TEXT:
# Fresh clean install of vers. 12.0; error 19 problem =>Mountroot



## jaymax (Jan 20, 2019)

I have completed several 'repeat' installation of release 12.0 from an ISO disc to a 'new' clean HD using the GPT formatting option. As a pre-installation step of each, the prior file partition(s) were deleted and then then the disk filesystems was destroyed. At the initial startup and subsequent reboots the system hangs at the 'mount' step. Mounting with the mountroot>ufs:/dev/da2p2 seems to complete the sequence of steps. This does not matter, whether the fstab file is manual or system generated.
However, prior to tne mount step there is a long period of waiting for the da2p2 slice.

Thanks!


----------



## jaymax (Jan 22, 2019)

jaymax said:


> I have completed several 'repeat' installation of release 12.0 from an ISO disc to a 'new' clean HD using the GPT formatting option. As a pre-installation step of each, the prior file partition(s) were deleted and then then the disk filesystems was destroyed. At the initial startup and subsequent reboots the system hangs at the 'mount' step. Mounting with the mountroot>ufs:/dev/da2p2 seems to complete the sequence of steps. This does not matter, whether the fstab file is manual or system generated.
> However, prior to tne mount step there is a long period of waiting for the da2p2 slice.
> 
> Thanks!

REQUIREMENT 1: In the thread about the clean 12.0 install, what did the poster enter at the mountroot prompt to get the boot sequence to finish?
REQUIREMENT 2: Please continue the thread about the clean 12.0 install, picking up right after its final line.

COLLECTED MATERIAL:

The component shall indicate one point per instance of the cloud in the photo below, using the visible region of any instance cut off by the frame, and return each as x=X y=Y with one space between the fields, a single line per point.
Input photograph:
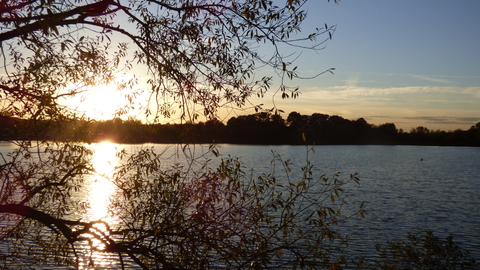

EXERCISE ANSWER 1: mountroot>ufs:/dev/da2p2

EXERCISE ANSWER 2:
I should have mentioned, that this is an OS in an external disk configuration. Again mounting from the mountroot prompt only makes the system disk available, other disks, cdrom etc. would each have to be added separately as the fstab file is not seen or run.


----------



## T-Daemon (Jan 23, 2019)

If you are using an external USB system disk, or have other USB disks set in /etc/fstab, then you should label the disk devices - for MBR: 18.7. Labeling Disk Devices, for GPT: Labeling partitions done right ... [1]. USB drives have the tendency to move the disk names around when other devices are attached. /dev/da1 might become /dev/da2 e.g. .

Can you post the output of`ls /dev | grep da` and the content of  /etc/fstab.

Edit:
[1] For later reference, modified disk labeling documentation, added k.jacker’s excellent “Labeling partitions..” how to.


----------



## jaymax (Jan 23, 2019)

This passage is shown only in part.